What to work on: Write out every entry below word for word, keeping each line unchanged.

-- Begin --

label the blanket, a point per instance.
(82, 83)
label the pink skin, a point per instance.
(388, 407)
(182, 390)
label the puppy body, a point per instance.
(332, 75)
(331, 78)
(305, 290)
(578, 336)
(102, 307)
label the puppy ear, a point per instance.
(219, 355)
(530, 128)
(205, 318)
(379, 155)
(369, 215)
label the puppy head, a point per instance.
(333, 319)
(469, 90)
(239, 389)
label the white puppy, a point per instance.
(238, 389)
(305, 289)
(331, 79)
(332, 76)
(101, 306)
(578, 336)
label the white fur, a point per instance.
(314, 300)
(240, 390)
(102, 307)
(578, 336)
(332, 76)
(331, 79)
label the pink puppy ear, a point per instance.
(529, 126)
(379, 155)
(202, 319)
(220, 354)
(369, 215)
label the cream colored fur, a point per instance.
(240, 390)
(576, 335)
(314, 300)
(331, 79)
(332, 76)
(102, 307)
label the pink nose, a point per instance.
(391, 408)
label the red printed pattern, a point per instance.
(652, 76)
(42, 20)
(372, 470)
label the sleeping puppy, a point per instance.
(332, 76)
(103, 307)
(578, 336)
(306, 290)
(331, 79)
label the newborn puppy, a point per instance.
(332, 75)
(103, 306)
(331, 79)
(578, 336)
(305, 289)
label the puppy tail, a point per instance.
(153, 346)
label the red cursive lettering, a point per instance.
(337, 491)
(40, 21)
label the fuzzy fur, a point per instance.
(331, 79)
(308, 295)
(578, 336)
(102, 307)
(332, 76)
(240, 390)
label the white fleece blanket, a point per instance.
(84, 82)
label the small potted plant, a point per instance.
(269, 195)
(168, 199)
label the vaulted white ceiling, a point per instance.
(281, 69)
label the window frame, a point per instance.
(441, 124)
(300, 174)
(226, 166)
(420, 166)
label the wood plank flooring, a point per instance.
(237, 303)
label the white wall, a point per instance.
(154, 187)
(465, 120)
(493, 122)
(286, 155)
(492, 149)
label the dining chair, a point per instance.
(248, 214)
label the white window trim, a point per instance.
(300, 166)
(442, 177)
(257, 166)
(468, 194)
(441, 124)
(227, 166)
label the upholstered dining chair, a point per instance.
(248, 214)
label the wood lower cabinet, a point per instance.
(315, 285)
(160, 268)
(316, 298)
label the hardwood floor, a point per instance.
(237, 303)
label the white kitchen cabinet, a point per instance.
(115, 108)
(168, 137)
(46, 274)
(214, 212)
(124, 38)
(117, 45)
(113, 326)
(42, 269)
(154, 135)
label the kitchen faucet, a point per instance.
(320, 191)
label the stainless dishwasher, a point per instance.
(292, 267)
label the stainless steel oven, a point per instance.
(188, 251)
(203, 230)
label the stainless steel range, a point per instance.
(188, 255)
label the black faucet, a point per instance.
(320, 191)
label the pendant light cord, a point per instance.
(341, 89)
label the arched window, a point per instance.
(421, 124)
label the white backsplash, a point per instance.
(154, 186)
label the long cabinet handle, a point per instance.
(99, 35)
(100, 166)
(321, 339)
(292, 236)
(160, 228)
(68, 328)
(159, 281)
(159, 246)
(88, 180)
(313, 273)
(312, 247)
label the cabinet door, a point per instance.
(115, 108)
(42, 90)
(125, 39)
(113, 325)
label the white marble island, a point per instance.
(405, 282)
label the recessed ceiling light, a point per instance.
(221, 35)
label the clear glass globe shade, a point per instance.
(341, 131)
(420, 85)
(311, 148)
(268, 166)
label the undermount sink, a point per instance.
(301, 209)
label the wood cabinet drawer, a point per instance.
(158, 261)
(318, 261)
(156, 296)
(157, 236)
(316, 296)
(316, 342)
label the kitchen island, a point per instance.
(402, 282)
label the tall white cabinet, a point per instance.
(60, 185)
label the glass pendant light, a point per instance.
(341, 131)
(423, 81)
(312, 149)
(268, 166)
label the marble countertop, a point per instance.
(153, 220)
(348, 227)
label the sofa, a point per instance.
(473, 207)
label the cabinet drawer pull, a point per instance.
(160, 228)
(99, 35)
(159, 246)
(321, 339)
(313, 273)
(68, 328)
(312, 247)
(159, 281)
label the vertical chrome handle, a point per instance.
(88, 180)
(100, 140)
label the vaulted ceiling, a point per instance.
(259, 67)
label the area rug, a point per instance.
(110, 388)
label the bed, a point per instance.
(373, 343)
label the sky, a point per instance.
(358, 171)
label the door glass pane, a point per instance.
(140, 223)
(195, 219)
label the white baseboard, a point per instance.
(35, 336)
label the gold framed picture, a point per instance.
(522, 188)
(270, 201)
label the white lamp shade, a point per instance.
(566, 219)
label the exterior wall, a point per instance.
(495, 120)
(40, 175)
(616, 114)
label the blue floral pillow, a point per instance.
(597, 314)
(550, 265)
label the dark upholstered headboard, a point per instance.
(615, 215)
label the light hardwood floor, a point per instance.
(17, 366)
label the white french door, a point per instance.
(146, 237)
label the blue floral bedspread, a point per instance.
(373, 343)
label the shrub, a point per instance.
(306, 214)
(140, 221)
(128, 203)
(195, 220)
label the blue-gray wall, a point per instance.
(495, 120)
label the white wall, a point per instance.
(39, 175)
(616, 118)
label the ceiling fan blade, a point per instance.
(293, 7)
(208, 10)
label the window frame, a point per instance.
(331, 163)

-- End --

Expected output:
label the blanket, a point per instance.
(82, 83)
label the pink skin, a point per instance.
(388, 407)
(182, 390)
label the puppy body, a point per instance.
(332, 75)
(331, 78)
(305, 290)
(578, 336)
(102, 307)
label the puppy ear, a point per instance.
(219, 355)
(530, 128)
(205, 318)
(379, 155)
(369, 215)
label the puppy head, a point per instance.
(333, 319)
(469, 90)
(239, 389)
label the white puppy, a point per instance.
(238, 389)
(305, 289)
(331, 79)
(332, 76)
(101, 306)
(578, 336)
label the white fur, a point per instance.
(314, 300)
(240, 390)
(102, 307)
(578, 336)
(332, 76)
(331, 79)
label the pink puppy ear, a point per instance.
(529, 126)
(379, 155)
(202, 319)
(220, 354)
(369, 215)
label the cream colored fur, a point per instance.
(240, 390)
(576, 335)
(314, 300)
(331, 79)
(332, 76)
(102, 307)
label the pink nose, a point per instance.
(391, 408)
label the red printed pattern, a point per instance.
(652, 76)
(42, 20)
(372, 470)
label the sleeping puppy, a point per instance.
(332, 76)
(103, 307)
(578, 336)
(306, 290)
(331, 79)
label the newborn puppy, a point per instance.
(332, 75)
(103, 306)
(331, 79)
(578, 336)
(305, 289)
label the puppy tail, a point per instance.
(153, 346)
label the red cursive lettering, a point per instance.
(337, 491)
(40, 21)
label the fuzzy fur, a point per instance.
(331, 79)
(308, 295)
(578, 336)
(102, 307)
(332, 76)
(240, 390)
label the white fleece blanket, a point per instance.
(84, 82)
label the small potted plant, a point per instance.
(269, 195)
(168, 199)
label the vaulted white ceiling, a point per instance.
(281, 69)
label the window frame, a point per instance.
(441, 124)
(300, 174)
(226, 166)
(420, 166)
label the wood plank flooring, a point per instance.
(237, 303)
label the white wall, a point per instance.
(154, 187)
(465, 120)
(493, 122)
(286, 155)
(492, 149)
label the dining chair, a point per instance.
(248, 214)
label the white window trim, a point per instance.
(300, 166)
(442, 177)
(257, 166)
(468, 194)
(441, 124)
(227, 166)
label the upholstered dining chair, a point per instance.
(248, 214)
label the wood lower cabinet, a point per instance.
(315, 285)
(160, 268)
(316, 298)
label the hardwood floor, a point per instance.
(237, 303)
label the white kitchen cabinet, a point per instance.
(115, 108)
(168, 137)
(46, 274)
(214, 212)
(124, 38)
(117, 45)
(113, 326)
(42, 269)
(154, 135)
label the kitchen faucet, a point per instance.
(320, 191)
label the stainless dishwasher, a point per instance.
(292, 267)
label the stainless steel oven, a point per instance.
(188, 251)
(203, 230)
label the stainless steel range, a point per instance.
(188, 255)
label the black faucet, a point per instance.
(320, 191)
label the pendant light cord, a point per instance.
(341, 89)
label the arched window, a point per instance.
(421, 124)
label the white backsplash, a point per instance.
(154, 186)
label the long cabinet handle, a point per instance.
(99, 35)
(100, 166)
(321, 339)
(292, 236)
(160, 228)
(68, 328)
(159, 281)
(159, 246)
(88, 180)
(313, 273)
(312, 247)
label the cabinet door, a point per instance.
(115, 108)
(42, 90)
(125, 39)
(113, 325)
label the white marble island, a point per instance.
(405, 282)
label the recessed ceiling light, a point per instance.
(221, 35)
label the clear glass globe shade, a point per instance.
(341, 131)
(420, 85)
(311, 148)
(268, 166)
label the undermount sink, a point per instance.
(301, 209)
label the wood cabinet drawer, a point per instance.
(158, 261)
(318, 261)
(156, 296)
(157, 236)
(316, 296)
(316, 342)
label the kitchen island, a point per instance.
(402, 282)
label the tall white cabinet, a point per instance.
(60, 185)
label the glass pendant light, a point per instance.
(341, 131)
(423, 81)
(312, 149)
(268, 166)
label the marble countertop, a point per instance.
(153, 220)
(348, 227)
label the sofa, a point per instance.
(473, 207)
label the cabinet drawer pull, a point per instance.
(160, 228)
(99, 35)
(159, 246)
(321, 339)
(313, 273)
(68, 328)
(312, 247)
(159, 281)
label the vertical chrome handle, a point per instance.
(88, 180)
(100, 140)
label the vaulted ceiling, a point per instance.
(259, 67)
label the area rug, a point per instance.
(110, 388)
label the bed, a point per instance.
(373, 343)
label the sky, a point per instance.
(358, 171)
label the door glass pane, a point per instance.
(140, 223)
(195, 219)
label the white baseboard, a point per instance.
(35, 336)
label the gold framed picture, a point per instance.
(522, 188)
(270, 201)
label the white lamp shade, a point per instance.
(566, 219)
label the exterior wall, a point per instance.
(495, 120)
(40, 175)
(616, 114)
label the blue floral pillow, a point per instance.
(597, 314)
(550, 265)
label the dark upholstered headboard, a point per instance.
(615, 215)
label the light hardwood floor, a point per instance.
(17, 366)
label the white french door, a point per instance.
(146, 237)
label the blue floral bedspread, a point per instance.
(373, 343)
label the shrub, a point per instance.
(306, 214)
(140, 221)
(128, 203)
(195, 220)
label the blue-gray wall, a point per instance.
(495, 120)
label the white wall, a point per instance.
(39, 175)
(616, 118)
label the ceiling fan blade, a point per instance.
(293, 7)
(208, 10)
label the window frame, a point per instance.
(331, 163)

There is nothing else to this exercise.